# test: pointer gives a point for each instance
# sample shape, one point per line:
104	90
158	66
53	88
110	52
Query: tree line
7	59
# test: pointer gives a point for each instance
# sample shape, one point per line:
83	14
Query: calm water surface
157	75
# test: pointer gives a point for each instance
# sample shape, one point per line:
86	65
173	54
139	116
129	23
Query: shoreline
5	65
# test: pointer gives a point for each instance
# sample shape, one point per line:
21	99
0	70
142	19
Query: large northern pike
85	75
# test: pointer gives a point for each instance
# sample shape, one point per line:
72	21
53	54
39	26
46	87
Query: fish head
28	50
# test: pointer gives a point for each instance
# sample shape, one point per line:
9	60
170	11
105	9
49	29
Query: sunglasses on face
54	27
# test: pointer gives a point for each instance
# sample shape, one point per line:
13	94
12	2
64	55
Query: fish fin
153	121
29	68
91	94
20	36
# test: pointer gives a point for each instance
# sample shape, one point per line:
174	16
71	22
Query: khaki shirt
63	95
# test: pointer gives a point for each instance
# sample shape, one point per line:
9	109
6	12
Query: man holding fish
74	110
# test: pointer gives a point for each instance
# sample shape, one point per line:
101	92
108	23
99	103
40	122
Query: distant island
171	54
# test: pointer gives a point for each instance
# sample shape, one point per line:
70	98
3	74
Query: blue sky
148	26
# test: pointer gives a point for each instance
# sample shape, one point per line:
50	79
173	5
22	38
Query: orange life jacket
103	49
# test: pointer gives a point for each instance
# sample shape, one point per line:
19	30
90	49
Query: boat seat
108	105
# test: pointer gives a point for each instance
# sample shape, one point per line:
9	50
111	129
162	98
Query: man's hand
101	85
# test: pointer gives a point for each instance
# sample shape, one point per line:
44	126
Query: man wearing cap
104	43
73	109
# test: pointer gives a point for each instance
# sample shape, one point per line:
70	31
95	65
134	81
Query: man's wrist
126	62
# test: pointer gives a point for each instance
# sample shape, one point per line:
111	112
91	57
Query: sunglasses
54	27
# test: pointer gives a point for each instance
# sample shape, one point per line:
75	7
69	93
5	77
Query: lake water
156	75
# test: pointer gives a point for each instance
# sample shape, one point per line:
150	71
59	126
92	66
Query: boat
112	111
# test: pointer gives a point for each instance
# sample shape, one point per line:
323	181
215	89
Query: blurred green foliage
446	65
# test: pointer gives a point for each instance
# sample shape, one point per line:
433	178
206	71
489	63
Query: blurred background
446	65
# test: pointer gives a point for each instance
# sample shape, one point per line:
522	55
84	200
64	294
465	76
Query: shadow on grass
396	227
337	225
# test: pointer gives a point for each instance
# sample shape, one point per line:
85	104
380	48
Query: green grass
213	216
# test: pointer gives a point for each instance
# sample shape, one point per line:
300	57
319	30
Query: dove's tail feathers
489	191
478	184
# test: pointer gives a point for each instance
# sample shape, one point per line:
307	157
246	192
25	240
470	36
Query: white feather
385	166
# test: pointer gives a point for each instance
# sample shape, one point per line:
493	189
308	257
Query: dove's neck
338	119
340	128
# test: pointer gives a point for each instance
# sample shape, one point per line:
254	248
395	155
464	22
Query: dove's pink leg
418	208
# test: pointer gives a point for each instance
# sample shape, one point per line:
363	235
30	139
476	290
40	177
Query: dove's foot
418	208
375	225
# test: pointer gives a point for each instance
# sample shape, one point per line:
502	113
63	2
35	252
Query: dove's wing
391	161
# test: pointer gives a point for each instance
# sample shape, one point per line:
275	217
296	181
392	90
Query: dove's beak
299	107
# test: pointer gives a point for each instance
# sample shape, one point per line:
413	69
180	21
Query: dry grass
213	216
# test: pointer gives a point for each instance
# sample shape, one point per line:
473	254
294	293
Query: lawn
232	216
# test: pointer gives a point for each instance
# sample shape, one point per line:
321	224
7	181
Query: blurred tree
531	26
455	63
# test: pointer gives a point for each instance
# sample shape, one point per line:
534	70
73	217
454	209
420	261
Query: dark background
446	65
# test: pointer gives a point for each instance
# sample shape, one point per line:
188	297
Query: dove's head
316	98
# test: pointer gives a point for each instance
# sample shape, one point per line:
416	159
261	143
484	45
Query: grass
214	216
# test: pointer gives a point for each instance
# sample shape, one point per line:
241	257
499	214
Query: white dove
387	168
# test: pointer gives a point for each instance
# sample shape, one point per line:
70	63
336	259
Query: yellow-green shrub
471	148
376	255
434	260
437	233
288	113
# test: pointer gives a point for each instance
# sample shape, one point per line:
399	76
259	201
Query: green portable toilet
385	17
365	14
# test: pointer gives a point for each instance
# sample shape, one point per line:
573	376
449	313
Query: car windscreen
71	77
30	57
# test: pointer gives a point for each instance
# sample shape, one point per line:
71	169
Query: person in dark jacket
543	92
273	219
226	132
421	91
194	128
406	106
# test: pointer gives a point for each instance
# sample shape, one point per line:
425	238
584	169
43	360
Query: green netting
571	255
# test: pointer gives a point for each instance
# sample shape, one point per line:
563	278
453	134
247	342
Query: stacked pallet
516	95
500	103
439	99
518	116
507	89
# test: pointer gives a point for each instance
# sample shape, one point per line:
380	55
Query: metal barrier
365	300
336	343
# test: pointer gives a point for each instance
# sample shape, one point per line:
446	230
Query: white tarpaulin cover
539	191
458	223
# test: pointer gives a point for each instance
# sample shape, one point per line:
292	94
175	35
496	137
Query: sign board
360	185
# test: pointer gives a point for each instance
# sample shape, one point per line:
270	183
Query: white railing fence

============

Stated goal —
Copy out each line exactly as written.

Response —
# test: pointer gives a point for each instance
# sample shape, one point per line:
104	90
158	66
53	88
110	52
Query: tree line
7	59
# test: pointer gives a point for each instance
# sample shape, one point per line:
83	14
Query: calm water surface
157	75
# test: pointer gives a point for each instance
# sample shape, one point per line:
86	65
173	54
139	116
129	23
Query: shoreline
5	65
# test: pointer gives a point for each instance
# sample shape, one point per line:
21	99
0	70
142	19
Query: large northern pike
85	75
# test: pointer gives a point for each instance
# sample shape, one point per line:
72	21
53	54
39	26
46	87
Query: fish head
28	50
# test: pointer gives a point for each instance
# sample shape, one point per line:
9	60
170	11
105	9
49	29
Query: sunglasses on face
54	27
# test: pointer gives a point for each instance
# sample shape, one point per line:
13	94
12	2
64	55
Query: fish fin
153	121
29	68
91	94
20	36
# test: pointer gives a point for each instance
# sample shape, one point per line:
174	16
71	22
Query: khaki shirt
63	95
# test: pointer gives a point for each instance
# sample shape, one point per line:
9	109
6	12
Query: man holding fish
74	110
# test: pointer gives a point for each instance
# sample shape, one point per line:
101	92
108	23
99	103
40	122
Query: distant island
171	54
# test: pointer gives a point for each instance
# sample shape, one point per line:
70	98
3	74
Query: blue sky
148	26
# test: pointer gives a point for each instance
# sample shape, one point per line:
50	79
173	5
22	38
Query: orange life jacket
103	49
# test: pointer gives a point for each instance
# sample shape, one point per line:
19	30
90	49
Query: boat seat
108	105
# test: pointer gives a point for each instance
# sample shape, one point per line:
9	50
111	129
162	98
Query: man's hand
101	85
# test: pointer gives a point for each instance
# sample shape, one point per line:
44	126
Query: man wearing cap
104	43
73	109
# test: pointer gives a point for each instance
# sample shape, one point per line:
70	31
95	65
134	81
Query: man's wrist
126	62
# test: pointer gives a point for each instance
# sample shape, one point per line:
111	112
91	57
Query: sunglasses
54	27
# test: pointer gives a point for each instance
# sample shape, one point per line:
75	7
69	93
5	77
Query: lake water
156	75
# test: pointer gives a point for each instance
# sample shape, one point per line:
150	71
59	126
92	66
Query: boat
112	111
# test: pointer gives a point for each instance
# sample shape, one point per line:
323	181
215	89
Query: blurred green foliage
446	65
# test: pointer gives a point for each instance
# sample shape, one point per line:
433	178
206	71
489	63
Query: blurred background
446	65
# test: pointer gives a point for each instance
# sample shape, one point per line:
522	55
84	200
64	294
465	76
Query: shadow on grass
396	227
337	225
# test: pointer gives a point for each instance
# sample shape, one point per line:
85	104
380	48
Query: green grass
213	216
# test: pointer gives a point for each instance
# sample shape, one point per line:
300	57
319	30
Query: dove's tail feathers
489	191
478	184
# test: pointer gives a point for each instance
# sample shape, one point per line:
307	157
246	192
25	240
470	36
Query: white feather
385	166
# test: pointer gives a point for each instance
# sample shape, one point per line:
493	189
308	257
Query: dove's neck
338	119
340	128
# test: pointer gives a point for each instance
# sample shape, one point per line:
254	248
395	155
464	22
Query: dove's pink leg
418	208
# test: pointer gives a point for each instance
# sample shape, one point per line:
363	235
30	139
476	290
40	177
Query: dove's foot
418	208
375	225
# test: pointer gives a point for each instance
# sample shape, one point per line:
502	113
63	2
35	252
Query: dove's wing
391	161
# test: pointer gives a point for each instance
# sample shape, one point per line:
275	217
296	181
392	90
Query: dove's beak
299	107
# test: pointer gives a point for each instance
# sample shape, one point per line:
413	69
180	21
Query: dry grass
213	216
# test: pointer gives a point for each instance
# sample shape, one point per line:
473	254
294	293
Query: lawn
232	216
# test: pointer gives a point for each instance
# sample shape, one point per line:
321	224
7	181
Query: blurred tree
531	26
455	63
# test: pointer gives a point for each instance
# sample shape, one point per line:
534	70
73	217
454	209
420	261
Query: dark background
446	65
# test: pointer gives a point for each instance
# sample shape, one point per line:
188	297
Query: dove's head
316	98
# test: pointer gives a point for each instance
# sample shape, one point per line:
416	159
261	143
484	45
Query: grass
214	216
# test: pointer gives a point for each instance
# sample shape, one point per line:
241	257
499	214
Query: white dove
387	168
# test: pointer gives a point for each instance
# sample shape, one point per line:
70	63
336	259
Query: yellow-green shrub
471	148
376	255
434	260
437	233
288	113
# test: pointer gives a point for each instance
# sample shape, one point per line:
399	76
259	201
Query: green portable toilet
385	17
365	14
# test: pointer gives a point for each instance
# sample shape, one point per line:
573	376
449	313
Query: car windscreen
71	77
30	57
# test: pointer gives a point for each instance
# sample shape, one point per line:
71	169
Query: person in dark jacket
543	92
273	219
226	132
421	91
194	128
406	106
# test: pointer gives a point for each instance
# sample shape, one point per line:
425	238
584	169
43	360
Query: green netting
571	255
# test: pointer gives a point for each instance
# sample shape, one point per line:
563	278
453	134
247	342
Query: stacked pallet
516	95
500	103
439	99
518	116
507	89
# test: pointer gives a point for each instance
# sample shape, one point per line:
380	55
Query: metal barrier
365	300
336	343
# test: pointer gives a point for each instance
# sample shape, one point per line:
446	230
Query: white tarpaulin cover
539	191
458	223
# test: pointer gives a point for each instance
# sample shape, one point per line:
292	94
175	35
496	137
Query: sign board
360	185
# test: pointer gives a point for each instance
# sample shape, one point per line:
270	183
Query: white railing fence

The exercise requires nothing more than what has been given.